■ PROBLEM TO SOLVE ■
Copy out exactly the line that contains "Pin a point on every instance of the window in" and all lines following it to the end of the data.

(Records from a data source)
┄┄┄┄┄┄
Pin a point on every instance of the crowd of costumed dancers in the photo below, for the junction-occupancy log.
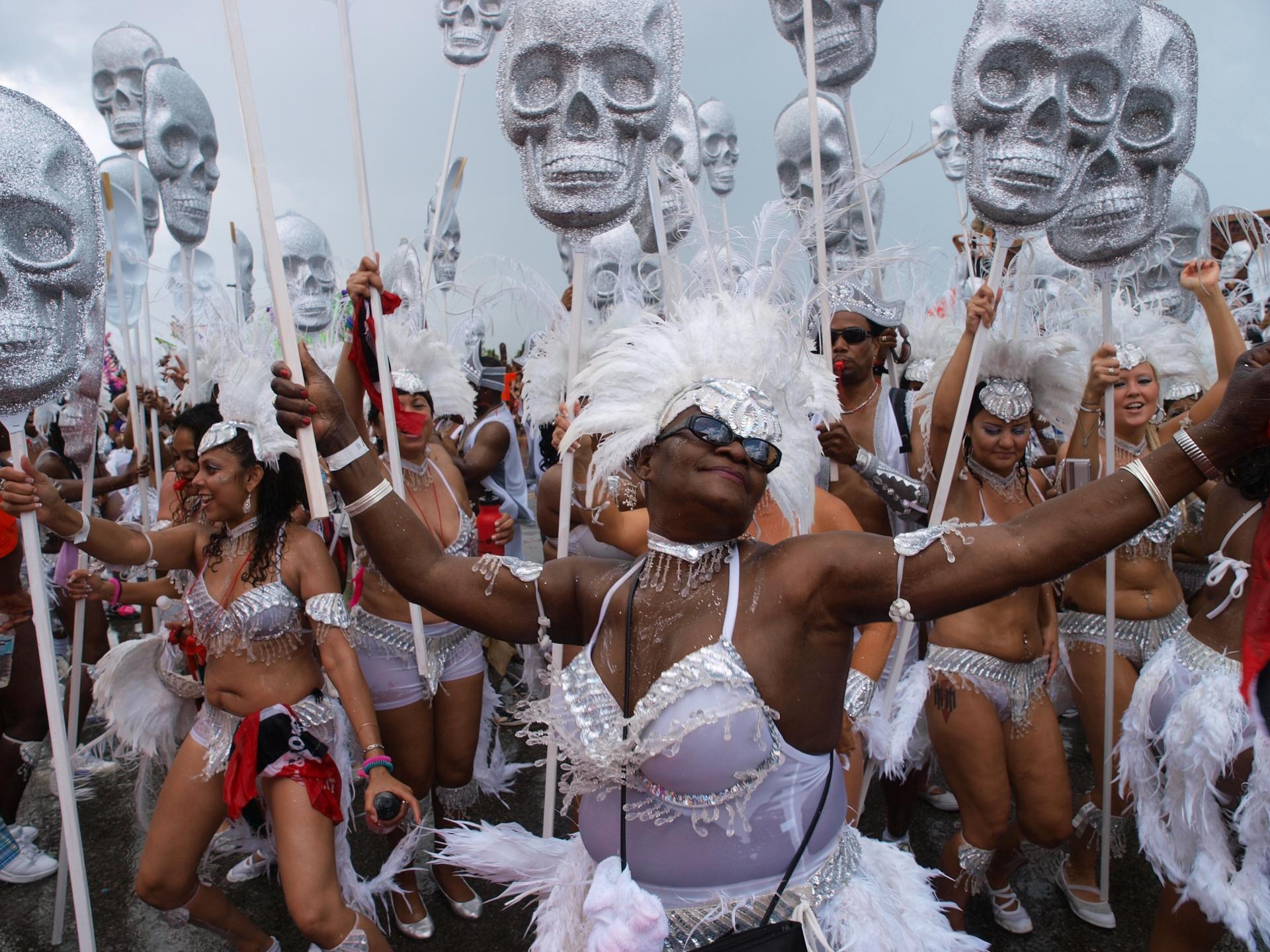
(810, 518)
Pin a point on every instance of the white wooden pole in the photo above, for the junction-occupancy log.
(75, 686)
(63, 770)
(318, 508)
(575, 319)
(947, 475)
(381, 347)
(441, 186)
(1105, 286)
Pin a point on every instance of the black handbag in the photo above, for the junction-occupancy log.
(767, 936)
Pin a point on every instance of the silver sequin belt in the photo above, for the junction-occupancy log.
(697, 927)
(1020, 681)
(1136, 640)
(397, 639)
(214, 728)
(1198, 658)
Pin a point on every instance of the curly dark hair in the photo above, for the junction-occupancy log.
(1251, 475)
(276, 498)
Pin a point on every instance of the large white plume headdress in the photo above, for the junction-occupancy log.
(423, 364)
(241, 360)
(745, 357)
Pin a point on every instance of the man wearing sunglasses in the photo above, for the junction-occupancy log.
(873, 448)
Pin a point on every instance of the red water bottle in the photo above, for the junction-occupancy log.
(488, 513)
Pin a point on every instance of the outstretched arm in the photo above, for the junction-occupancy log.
(855, 576)
(403, 549)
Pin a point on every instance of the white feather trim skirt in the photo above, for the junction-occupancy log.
(1183, 730)
(867, 896)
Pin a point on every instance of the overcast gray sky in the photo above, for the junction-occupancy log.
(732, 52)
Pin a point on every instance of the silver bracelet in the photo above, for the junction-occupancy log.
(376, 495)
(80, 535)
(1197, 456)
(1140, 473)
(341, 459)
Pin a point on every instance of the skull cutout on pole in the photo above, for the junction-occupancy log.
(52, 270)
(586, 91)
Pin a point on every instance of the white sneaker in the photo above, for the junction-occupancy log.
(28, 866)
(1095, 913)
(252, 867)
(940, 799)
(1009, 912)
(24, 834)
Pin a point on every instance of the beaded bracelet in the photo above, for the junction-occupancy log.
(371, 763)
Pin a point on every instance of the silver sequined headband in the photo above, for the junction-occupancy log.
(1006, 399)
(748, 411)
(225, 432)
(857, 299)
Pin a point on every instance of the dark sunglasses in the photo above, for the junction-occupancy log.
(849, 335)
(763, 455)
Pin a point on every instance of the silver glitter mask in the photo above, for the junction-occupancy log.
(618, 270)
(469, 28)
(1129, 356)
(446, 251)
(1158, 285)
(748, 411)
(586, 91)
(1006, 399)
(1123, 197)
(120, 168)
(846, 38)
(403, 276)
(120, 60)
(716, 127)
(947, 143)
(847, 296)
(52, 252)
(1037, 92)
(181, 149)
(310, 270)
(680, 159)
(244, 263)
(793, 134)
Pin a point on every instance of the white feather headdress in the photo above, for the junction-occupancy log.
(640, 371)
(422, 362)
(241, 366)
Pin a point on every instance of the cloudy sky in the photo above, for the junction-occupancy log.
(733, 52)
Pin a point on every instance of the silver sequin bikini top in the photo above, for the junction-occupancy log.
(701, 727)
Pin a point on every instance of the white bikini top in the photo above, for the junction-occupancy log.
(1220, 564)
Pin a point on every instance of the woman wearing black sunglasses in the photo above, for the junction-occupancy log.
(697, 654)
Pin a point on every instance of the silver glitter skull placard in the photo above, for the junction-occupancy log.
(469, 28)
(947, 143)
(679, 167)
(310, 270)
(1122, 200)
(121, 168)
(1037, 92)
(446, 248)
(586, 92)
(846, 38)
(52, 252)
(619, 270)
(1158, 285)
(181, 149)
(793, 134)
(716, 128)
(120, 60)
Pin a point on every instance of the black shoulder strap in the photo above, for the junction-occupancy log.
(900, 405)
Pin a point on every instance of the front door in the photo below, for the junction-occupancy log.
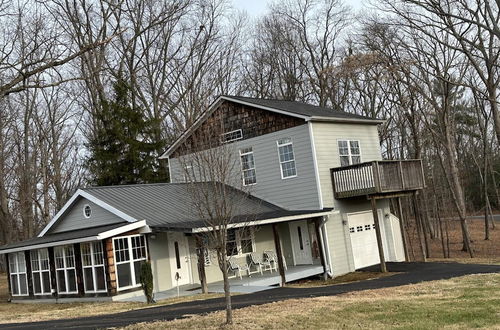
(179, 258)
(301, 245)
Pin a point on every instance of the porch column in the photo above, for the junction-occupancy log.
(279, 253)
(52, 266)
(317, 225)
(402, 227)
(7, 267)
(200, 251)
(383, 267)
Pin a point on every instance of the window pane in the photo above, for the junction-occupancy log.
(37, 285)
(100, 278)
(23, 288)
(124, 275)
(46, 282)
(61, 281)
(71, 280)
(88, 279)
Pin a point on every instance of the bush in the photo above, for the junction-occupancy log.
(146, 278)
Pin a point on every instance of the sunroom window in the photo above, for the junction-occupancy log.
(65, 269)
(130, 253)
(17, 271)
(40, 270)
(94, 278)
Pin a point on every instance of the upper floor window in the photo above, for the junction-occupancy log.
(287, 158)
(349, 152)
(232, 136)
(248, 167)
(17, 272)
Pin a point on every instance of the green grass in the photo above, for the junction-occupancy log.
(467, 302)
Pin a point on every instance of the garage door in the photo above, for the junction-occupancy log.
(363, 239)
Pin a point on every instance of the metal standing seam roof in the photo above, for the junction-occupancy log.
(301, 108)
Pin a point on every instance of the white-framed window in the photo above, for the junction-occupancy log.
(248, 166)
(287, 158)
(130, 253)
(87, 211)
(240, 242)
(17, 273)
(40, 270)
(232, 136)
(65, 269)
(94, 275)
(349, 152)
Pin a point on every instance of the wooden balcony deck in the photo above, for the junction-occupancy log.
(378, 177)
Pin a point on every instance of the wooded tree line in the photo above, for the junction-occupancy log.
(68, 67)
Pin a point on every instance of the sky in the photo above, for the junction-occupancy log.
(256, 8)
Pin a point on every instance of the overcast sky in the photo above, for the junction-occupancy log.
(256, 8)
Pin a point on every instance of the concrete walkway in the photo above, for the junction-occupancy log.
(410, 273)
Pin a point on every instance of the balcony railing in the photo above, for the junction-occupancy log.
(377, 177)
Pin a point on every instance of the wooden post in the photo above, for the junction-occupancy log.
(418, 223)
(200, 251)
(279, 253)
(402, 227)
(317, 224)
(79, 269)
(29, 274)
(7, 267)
(383, 267)
(52, 266)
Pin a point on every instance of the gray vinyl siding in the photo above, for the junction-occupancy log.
(294, 193)
(326, 136)
(74, 218)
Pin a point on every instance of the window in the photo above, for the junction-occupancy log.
(232, 136)
(18, 278)
(87, 211)
(94, 277)
(239, 242)
(130, 253)
(248, 166)
(65, 269)
(287, 158)
(40, 270)
(349, 152)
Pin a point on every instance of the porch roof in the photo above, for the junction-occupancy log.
(74, 236)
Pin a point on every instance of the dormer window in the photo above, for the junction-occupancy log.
(87, 211)
(232, 136)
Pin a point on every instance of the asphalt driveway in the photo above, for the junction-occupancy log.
(410, 273)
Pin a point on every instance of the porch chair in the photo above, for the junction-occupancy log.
(257, 260)
(236, 267)
(272, 258)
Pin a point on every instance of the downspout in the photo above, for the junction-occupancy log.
(324, 244)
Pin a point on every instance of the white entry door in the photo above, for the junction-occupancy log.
(179, 258)
(301, 245)
(363, 239)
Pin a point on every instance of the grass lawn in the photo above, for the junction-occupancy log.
(10, 313)
(467, 302)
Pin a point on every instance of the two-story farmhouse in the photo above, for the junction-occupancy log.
(318, 204)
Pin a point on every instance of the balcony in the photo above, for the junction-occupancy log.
┄┄┄┄┄┄
■ SOLUTION FOR THIS EXERCISE ■
Pin a point on every instance of the window in the photo above, for the junction-occupancy log.
(232, 136)
(18, 278)
(87, 211)
(94, 277)
(239, 242)
(130, 253)
(248, 166)
(65, 269)
(287, 158)
(40, 270)
(349, 152)
Pin a point on every instance of the porch roof in the photo above, for the junction-occupancy log.
(74, 236)
Pin a point on every instance of the dormer window in the photo above, for the junction-occupancy log.
(87, 211)
(232, 136)
Pin a point on every instance of the asphalt driveway in the photo above, for the junction-occupancy log.
(410, 273)
Pin a point on every instance of the porch chair in the photo above, for the junction-occupancy log.
(257, 260)
(236, 267)
(272, 258)
Pin a point on every instance of the downspout in the photo above, for the junction-occupancy log.
(324, 244)
Pin a point on every instance of the white entry door in the photo above, for the junction-occupancy log.
(179, 258)
(301, 245)
(363, 239)
Pin a point on every instance of the grass lawn in the photo above, for the junction-occupancy log.
(10, 313)
(467, 302)
Pin a point on every instance of the two-story farmhouse in the photo above, for the junction-occupancy log.
(318, 204)
Pin a point on every instance of the balcony in the photo above, for the junction-occupancy log.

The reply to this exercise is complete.